# SET TASK
Can you copy the whole listing below line for line, changing nothing?

-- Start STORED RECORDS --

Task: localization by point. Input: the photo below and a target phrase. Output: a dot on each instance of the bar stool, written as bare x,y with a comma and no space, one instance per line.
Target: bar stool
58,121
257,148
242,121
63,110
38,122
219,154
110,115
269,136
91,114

-- End STORED RECORDS --

# SOLUTION FOR THIS EXERCISE
Task: localization by point. Input: the photo below and a target phrase. Output: a dot on each instance of the bar stool, written as bare x,y with a comma and no space, one instance per line.
Target: bar stool
58,121
257,148
242,121
63,110
38,122
219,154
110,115
269,136
91,114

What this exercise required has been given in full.